◆ TEXT PASSAGE ◆
[Begin]

Despite their constraints under Washington’s sentencing guidelines, our eight Kitsap County superior court judges have a lot to ponder when it comes to granting a Drug Offender Sentencing Alternative.

“DOSA” sentences effectively cut prison time in half for a felony offender in need of drug treatment (and if you haven’t noticed, an insane portion of felony defendants have drug or alcohol problems). In lieu of that prison time, an offender is released to be supervised by the Department of Corrections and, under court order, must undergo drug treatment.

In theory, this idea pleased the state legislature to first pass legislation for the DOSA in 1995: punish said offender for the victims and the community, but also help break the addiction and end such a person’s merry-go-round and costly indefinte journey through our justice system.

But DOSA fell flat on its face in many ways.

A 2005 report by the Washington State Institue for Public Policy announced flatly, “Based on conversations with practitioners, it appears that beginning in 2001 some judges and prosecutors became concerned that
DOSA sentences were not holding offenders sufficiently accountable. Some people noted that the
Department of Corrections (DOC) did not consistently revoke an offender’s DOSA sentence when the
offender failed to comply with sentence conditions.”

That was certainly Kitsap County Prosecutor Russ Hauge’s problem with DOSA:

“A DOSA sentence will most likely result in an untreated, unsupervised
offender, convicted of a serious crime, back on the streets of our community almost
certain to commit more crime.  This does neither the offender nor those of us who
live here any good at all.  We consider the program broken, and will not participate in
it until it is fixed.”

The Kitsap County Prosecutor’s Office hasn’t recommended it since.

That doesn’t mean judges can’t impose the sentence over the prosecutor’s objections. They have. But it has substantially weakened the DOSA program.

Still, the institute of public policy said in 2005 the DOSA program still cut felony recitivism down from 29 to 20 percent. So it has made a mark.

It is hard to ignore the stark realities of the current economic downturn. It seems that at the moment, the Department of Corrections is making cuts and Kitsap may lose its drug treatment center. So rather than have hard time or drug treatment, we are being left with neither option.

Here’s the interesting part: DOSA ends this year under the statute. So what will they replace it with?

8 thoughts on “Hard Time or Drug Treatment — the ‘DOSA’ Question During the Financial Crisis

  1. The State isn’t going to fix an addict or alcoholic with treatment or jail. Give the meth head some speed, the pot smoker his smoke legally or something comparable like herion addicts have methadone. Clean their drugs up, get rid of the atmosphere that breeds and feeds on their dis-ease, street corner dealers, boosting, prostitution, B&E will all but disappear with acceptance. These people aren’t the real criminals here.
    ALCOHOL. OUR GOVERNMENT ALLOWS, CONDONS, SUPPORTS AND HAS TOTAL CONTROL OVER ITS STORES. ISN’T THE STATE OPENING MORE STORES AND MORE SUNDAY SHOPPING?
    Indians have been given all the firewater they have wanted with the blessing of our government. Throw in a few Missionary blankets and you got a disappearing act.

[End]

◆ RAW DATA ◆
[Begin]

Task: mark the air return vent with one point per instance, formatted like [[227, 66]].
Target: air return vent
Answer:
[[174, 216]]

[End]

◆ GIVEN EXERCISE 1 ◆
From the post on Kitsap County's DOSA sentences above, extract the passage starting at "The Kitsap County" and ending at "replace it with?".
◆ GIVEN EXERCISE 2 ◆
Translate this sentence from the post on Kitsap County's DOSA sentences into Spanish: "That doesn’t mean judges can’t impose the sentence over the prosecutor’s objections."

◆ OUTPUT 1 ◆
The Kitsap County Prosecutor’s Office hasn’t recommended it since.

That doesn’t mean judges can’t impose the sentence over the prosecutor’s objections. They have. But it has substantially weakened the DOSA program.

Still, the institute of public policy said in 2005 the DOSA program still cut felony recitivism down from 29 to 20 percent. So it has made a mark.

It is hard to ignore the stark realities of the current economic downturn. It seems that at the moment, the Department of Corrections is making cuts and Kitsap may lose its drug treatment center. So rather than have hard time or drug treatment, we are being left with neither option.

Here’s the interesting part: DOSA ends this year under the statute. So what will they replace it with?

◆ OUTPUT 2 ◆
Eso no significa que los jueces no puedan imponer la sentencia pese a las objeciones del fiscal.